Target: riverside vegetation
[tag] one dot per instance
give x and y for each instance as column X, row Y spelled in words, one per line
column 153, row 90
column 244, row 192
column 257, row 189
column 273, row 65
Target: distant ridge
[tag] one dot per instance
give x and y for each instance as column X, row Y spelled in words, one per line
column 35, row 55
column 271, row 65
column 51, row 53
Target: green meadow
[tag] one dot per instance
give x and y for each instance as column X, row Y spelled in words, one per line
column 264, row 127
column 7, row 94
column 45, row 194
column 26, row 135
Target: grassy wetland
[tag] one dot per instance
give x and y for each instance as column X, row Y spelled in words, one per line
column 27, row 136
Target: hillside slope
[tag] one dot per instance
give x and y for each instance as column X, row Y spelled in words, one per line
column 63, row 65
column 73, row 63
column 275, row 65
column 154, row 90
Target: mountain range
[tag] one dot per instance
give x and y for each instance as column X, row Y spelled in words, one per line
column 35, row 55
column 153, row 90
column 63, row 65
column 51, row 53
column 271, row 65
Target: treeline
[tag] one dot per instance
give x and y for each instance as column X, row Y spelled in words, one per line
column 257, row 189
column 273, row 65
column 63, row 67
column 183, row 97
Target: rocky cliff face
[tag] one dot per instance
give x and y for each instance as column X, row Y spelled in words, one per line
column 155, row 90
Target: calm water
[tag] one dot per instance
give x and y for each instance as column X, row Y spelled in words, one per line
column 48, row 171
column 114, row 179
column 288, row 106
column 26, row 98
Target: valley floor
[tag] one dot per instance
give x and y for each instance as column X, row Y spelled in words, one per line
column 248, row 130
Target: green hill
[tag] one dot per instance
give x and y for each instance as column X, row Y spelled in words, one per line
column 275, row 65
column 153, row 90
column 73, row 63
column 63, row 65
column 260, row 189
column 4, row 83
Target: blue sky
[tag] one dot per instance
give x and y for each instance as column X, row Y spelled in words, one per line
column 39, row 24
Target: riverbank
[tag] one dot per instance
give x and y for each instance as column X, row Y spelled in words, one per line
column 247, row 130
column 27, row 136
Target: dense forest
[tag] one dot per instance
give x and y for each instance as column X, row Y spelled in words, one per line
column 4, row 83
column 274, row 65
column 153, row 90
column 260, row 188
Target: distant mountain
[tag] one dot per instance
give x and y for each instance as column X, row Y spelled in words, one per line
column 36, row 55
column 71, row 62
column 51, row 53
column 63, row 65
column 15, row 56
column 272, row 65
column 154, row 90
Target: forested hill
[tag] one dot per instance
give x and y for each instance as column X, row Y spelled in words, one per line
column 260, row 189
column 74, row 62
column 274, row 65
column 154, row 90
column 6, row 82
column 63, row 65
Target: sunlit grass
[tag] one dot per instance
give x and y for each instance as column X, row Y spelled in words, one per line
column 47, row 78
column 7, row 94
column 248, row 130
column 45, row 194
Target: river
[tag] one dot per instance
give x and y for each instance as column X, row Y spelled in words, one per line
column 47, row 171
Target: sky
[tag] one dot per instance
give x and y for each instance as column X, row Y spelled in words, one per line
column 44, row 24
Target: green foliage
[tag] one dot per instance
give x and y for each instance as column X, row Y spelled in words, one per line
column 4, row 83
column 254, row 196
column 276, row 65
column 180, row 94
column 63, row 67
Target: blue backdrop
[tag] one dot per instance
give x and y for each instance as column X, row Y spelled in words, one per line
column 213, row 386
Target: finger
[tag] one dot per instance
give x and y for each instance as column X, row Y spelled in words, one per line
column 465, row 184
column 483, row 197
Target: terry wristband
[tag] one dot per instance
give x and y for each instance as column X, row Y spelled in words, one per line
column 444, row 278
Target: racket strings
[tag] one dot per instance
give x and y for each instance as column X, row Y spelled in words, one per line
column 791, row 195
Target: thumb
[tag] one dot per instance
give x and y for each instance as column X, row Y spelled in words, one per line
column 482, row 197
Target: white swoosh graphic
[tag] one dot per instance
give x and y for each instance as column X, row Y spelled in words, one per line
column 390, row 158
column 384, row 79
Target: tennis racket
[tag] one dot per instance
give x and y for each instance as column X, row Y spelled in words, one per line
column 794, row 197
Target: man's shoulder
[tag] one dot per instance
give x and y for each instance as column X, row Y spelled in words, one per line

GIVEN TASK: Copy all of the records above line for line, changing nothing.

THE COMPLETED TASK:
Target: riverside vegetation
[tag] one dot per instance
give x and y for each instance as column X, row Y spelled in words, one per line
column 153, row 90
column 244, row 192
column 257, row 189
column 273, row 65
Target: distant ridge
[tag] one dot per instance
give x and y for each instance as column X, row Y spelled in words, one per line
column 35, row 55
column 271, row 65
column 51, row 53
Target: green meadow
[tag] one dot per instance
give x and y for each instance as column X, row Y spelled in words, one per line
column 264, row 127
column 7, row 94
column 45, row 194
column 26, row 135
Target: grassy wetland
[tag] one dot per instance
give x and y for each instance as column X, row Y spelled in words, one per line
column 27, row 136
Target: hillside slope
[tag] one dot per instance
give x and y for each instance as column X, row Y spelled in words, one per line
column 63, row 65
column 73, row 63
column 275, row 65
column 154, row 90
Target: mountain range
[tag] one dot per instance
give x and y for each instance as column X, row Y spelled in words, one per line
column 35, row 55
column 153, row 90
column 63, row 65
column 51, row 53
column 271, row 65
Target: treeline
[tag] one dot per instance
give x and y for each instance as column X, row Y spelled in words, one per line
column 257, row 189
column 273, row 65
column 63, row 67
column 183, row 97
Target: rocky cliff face
[tag] one dot per instance
give x and y for each instance as column X, row Y spelled in words, one per line
column 155, row 90
Target: calm water
[tag] one dot per instance
give x and y for each instance as column X, row Y spelled in words, one per line
column 48, row 171
column 114, row 179
column 288, row 106
column 26, row 98
Target: valley floor
[tag] one dot per instance
give x and y for each instance as column X, row Y spelled in words, one per line
column 248, row 130
Target: green hill
[tag] one dot per instance
give x and y for each instance as column X, row Y spelled in words, one per line
column 275, row 65
column 153, row 90
column 73, row 63
column 63, row 65
column 260, row 189
column 4, row 83
Target: blue sky
[tag] one dot per instance
give x and y for each instance as column X, row Y spelled in words, one per line
column 39, row 24
Target: riverbank
[tag] one dot per instance
give x and y for each instance as column X, row Y spelled in words, one per line
column 247, row 130
column 27, row 136
Target: dense forest
[tag] one dot per instance
give x and y for each instance as column X, row Y spelled in words, one per line
column 4, row 83
column 274, row 65
column 153, row 90
column 260, row 188
Target: distant mountain
[tag] one dot per instance
give x and y for each instance as column X, row Y spelled in words, one per line
column 36, row 55
column 71, row 62
column 51, row 53
column 63, row 65
column 15, row 56
column 272, row 65
column 154, row 90
Target: forested hill
[tag] one dot per instance
give x and y for each instance as column X, row Y spelled in words, one per line
column 260, row 189
column 74, row 62
column 274, row 65
column 154, row 90
column 6, row 82
column 63, row 65
Target: sunlit grass
[tag] one dot per instance
give x and y for each instance as column X, row Y spelled in words, one per line
column 47, row 78
column 7, row 94
column 248, row 130
column 45, row 194
Target: river
[tag] one dot per instance
give x and y for each instance as column X, row Y spelled in words, one per line
column 47, row 171
Target: sky
[tag] one dot per instance
give x and y for each instance as column X, row Y spelled in words, one per line
column 44, row 24
Target: green foliage
[tag] one dot per instance
give x and y for each instance as column X, row Y spelled in words, one per line
column 4, row 83
column 254, row 196
column 276, row 65
column 180, row 94
column 63, row 67
Target: blue backdrop
[tag] one dot per instance
give x and y for each instance as column X, row Y spelled in words, one per line
column 213, row 386
Target: finger
[tag] one dot per instance
give x and y for each instance as column X, row Y spelled in words, one per line
column 465, row 184
column 483, row 197
Target: terry wristband
[tag] one dot per instance
give x and y for each instance as column X, row Y spelled in words, one per line
column 444, row 278
Target: racket strings
[tag] one dot per instance
give x and y for each instance as column X, row Y spelled in words, one per line
column 791, row 195
Target: thumb
[tag] one dot per instance
give x and y for each instance as column X, row Y spelled in words, one per line
column 482, row 197
Target: white swoosh graphic
[tag] one dot per instance
give x and y for each instance as column X, row Y spelled in words, one per line
column 390, row 158
column 384, row 79
Target: tennis racket
[tag] one dot per instance
give x and y for each instance as column X, row Y spelled in words, one per line
column 794, row 197
Target: man's shoulder
[tag] one dot per instance
give x and y for each instance as column X, row Y spelled in words, one per line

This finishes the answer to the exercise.